* _Material for the task_
§ §

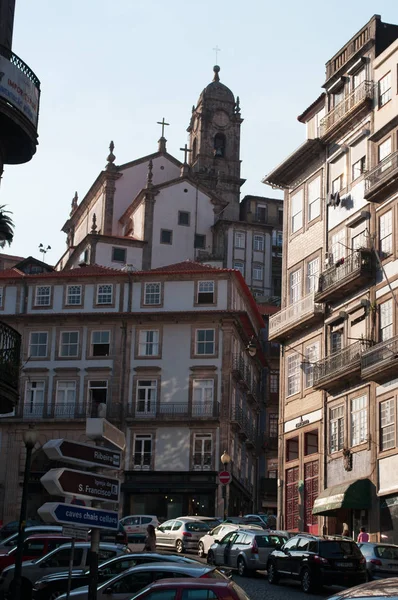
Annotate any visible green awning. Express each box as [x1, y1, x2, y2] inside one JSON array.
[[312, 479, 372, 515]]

§ §

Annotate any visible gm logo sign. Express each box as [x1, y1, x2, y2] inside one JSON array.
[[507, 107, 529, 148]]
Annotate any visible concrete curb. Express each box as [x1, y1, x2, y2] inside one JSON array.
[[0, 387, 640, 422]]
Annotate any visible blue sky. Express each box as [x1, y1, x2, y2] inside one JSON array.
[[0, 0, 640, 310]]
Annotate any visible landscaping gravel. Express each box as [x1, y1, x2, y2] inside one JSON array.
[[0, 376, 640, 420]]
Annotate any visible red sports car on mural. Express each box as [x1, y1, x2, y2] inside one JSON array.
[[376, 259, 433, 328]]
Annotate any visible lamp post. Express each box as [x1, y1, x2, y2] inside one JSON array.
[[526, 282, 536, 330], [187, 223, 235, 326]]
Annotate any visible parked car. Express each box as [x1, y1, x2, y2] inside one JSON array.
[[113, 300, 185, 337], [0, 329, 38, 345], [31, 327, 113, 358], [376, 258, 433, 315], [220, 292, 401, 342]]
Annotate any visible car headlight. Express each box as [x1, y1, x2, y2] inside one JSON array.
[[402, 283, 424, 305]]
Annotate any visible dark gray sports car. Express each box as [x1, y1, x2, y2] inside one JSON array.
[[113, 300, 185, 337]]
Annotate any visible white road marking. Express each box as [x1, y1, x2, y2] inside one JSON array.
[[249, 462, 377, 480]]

§ §

* _Written task_
Identify every line in the listing above that contains the word "Annotate", and copy each of those lines in full.

* _The result_
Annotate any visible green awning. Express each box as [x1, y1, x2, y2] inside one JSON array.
Annotate any visible gm logo sign. Express each box as [x1, y1, x2, y2] inside one JSON array.
Annotate any visible concrete curb. Express each box as [x1, y1, x2, y2] inside one JSON array.
Annotate any visible blue sky. Express each box as [x1, y1, x2, y2] inside one JSON array.
Annotate any visible landscaping gravel. Express each box as [x1, y1, x2, y2] inside one JSON array.
Annotate any visible red sports car on mural. Express each box as [x1, y1, x2, y2] inside one JSON array.
Annotate any visible lamp post. Express each box as [x1, y1, x2, y2] inside one JSON array.
Annotate any visible parked car. Express each box as [x1, y1, x2, y2] inside one JSON array.
Annotate any visible car headlight. Express each box as [x1, y1, x2, y2] inside one JSON array.
Annotate any visible dark gray sports car. Express each box as [x1, y1, x2, y2] inside one JSON array.
Annotate any visible white road marking. Express each box as [x1, y1, x2, y2] inside one JSON array.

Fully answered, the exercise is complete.